Exercise requirements: Return the full listing exactly as it is written.

Supplied data:
________________

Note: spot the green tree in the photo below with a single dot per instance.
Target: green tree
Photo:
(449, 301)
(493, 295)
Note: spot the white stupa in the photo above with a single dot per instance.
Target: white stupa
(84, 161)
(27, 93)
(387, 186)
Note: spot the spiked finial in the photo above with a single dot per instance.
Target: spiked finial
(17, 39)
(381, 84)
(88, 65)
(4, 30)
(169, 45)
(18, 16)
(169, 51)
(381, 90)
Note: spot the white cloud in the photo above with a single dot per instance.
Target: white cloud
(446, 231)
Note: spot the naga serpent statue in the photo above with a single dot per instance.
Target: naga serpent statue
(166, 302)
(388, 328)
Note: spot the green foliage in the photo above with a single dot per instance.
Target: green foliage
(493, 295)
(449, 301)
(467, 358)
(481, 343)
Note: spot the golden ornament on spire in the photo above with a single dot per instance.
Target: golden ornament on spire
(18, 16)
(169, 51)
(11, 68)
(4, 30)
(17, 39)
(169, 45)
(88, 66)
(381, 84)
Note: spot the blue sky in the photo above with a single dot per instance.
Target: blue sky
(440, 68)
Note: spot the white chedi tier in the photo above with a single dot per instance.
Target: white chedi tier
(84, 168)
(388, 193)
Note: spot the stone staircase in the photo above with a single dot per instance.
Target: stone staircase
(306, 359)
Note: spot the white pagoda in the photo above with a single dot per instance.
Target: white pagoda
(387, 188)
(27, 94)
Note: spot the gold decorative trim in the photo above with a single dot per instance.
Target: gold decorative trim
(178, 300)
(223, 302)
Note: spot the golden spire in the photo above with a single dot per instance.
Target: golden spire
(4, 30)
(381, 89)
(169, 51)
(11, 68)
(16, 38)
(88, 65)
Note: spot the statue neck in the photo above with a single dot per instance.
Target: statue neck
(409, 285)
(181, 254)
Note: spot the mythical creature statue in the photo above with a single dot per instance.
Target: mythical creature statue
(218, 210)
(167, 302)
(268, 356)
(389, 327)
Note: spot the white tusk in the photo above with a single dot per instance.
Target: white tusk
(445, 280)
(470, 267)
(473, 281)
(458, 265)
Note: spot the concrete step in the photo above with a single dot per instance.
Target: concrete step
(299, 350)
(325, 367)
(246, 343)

________________

The result:
Note: spot the green tree in the photo below with a single dot per instance.
Target: green tree
Photo:
(449, 301)
(493, 295)
Note: spot the white stupa in the photo above with a single dot per instance.
Target: white stupa
(84, 161)
(27, 93)
(387, 186)
Note: spot the spiked finial in the photo above with a single dot per instance.
Target: spiked finial
(17, 39)
(381, 84)
(88, 65)
(4, 30)
(169, 45)
(18, 16)
(169, 51)
(381, 90)
Note: spot the white cloud in the photo above with a single dot per instance.
Target: white cloud
(446, 231)
Note: spot the naga serpent statue in the photo above with a single dot per instance.
Target: naga serpent statue
(166, 302)
(388, 328)
Note: spot the green foliage in the photo above with a single dot per instance.
Target: green foliage
(493, 295)
(449, 301)
(467, 358)
(481, 343)
Note: spot the golden ornament on spire in the photo above with a single dot per instance.
Target: golden ornament on spire
(18, 16)
(169, 51)
(11, 68)
(4, 30)
(17, 39)
(169, 45)
(88, 66)
(381, 84)
Note: spot the blue sky in the photo above with a single dot per instance.
Target: blue sky
(440, 68)
Note: spot the white chedi tier in the photo above with a single dot per instance.
Target: white chedi tier
(84, 168)
(388, 193)
Note: spot the stone staircase in the photo above with a single dot per instance.
Target: stone staircase
(306, 359)
Note: spot the white pagoda in the photo above with a single dot per instance.
Target: white pagoda
(387, 188)
(27, 94)
Note: spot the gold decorative trim in the photo above with a single dot per instance.
Target: gold decorative trim
(178, 300)
(223, 302)
Note: spot the golden spire in the photo above with a single dot per instance.
Target: golden spire
(4, 30)
(381, 89)
(169, 51)
(11, 68)
(16, 38)
(88, 65)
Note: spot the statue neck in the photo above with a single dot per instance.
Target: statue neck
(409, 285)
(181, 254)
Note: spot the mythical creature statue in the photo above with a single dot per instance.
Target: mythical creature statue
(218, 210)
(167, 302)
(268, 356)
(389, 327)
Note: spot the white tusk in the photo above with a single dot per instance.
Target: white tusk
(445, 280)
(470, 267)
(473, 281)
(458, 265)
Note: spot the concrete step in the photo above with a single dot per instance.
Target: concrete step
(299, 350)
(325, 367)
(246, 343)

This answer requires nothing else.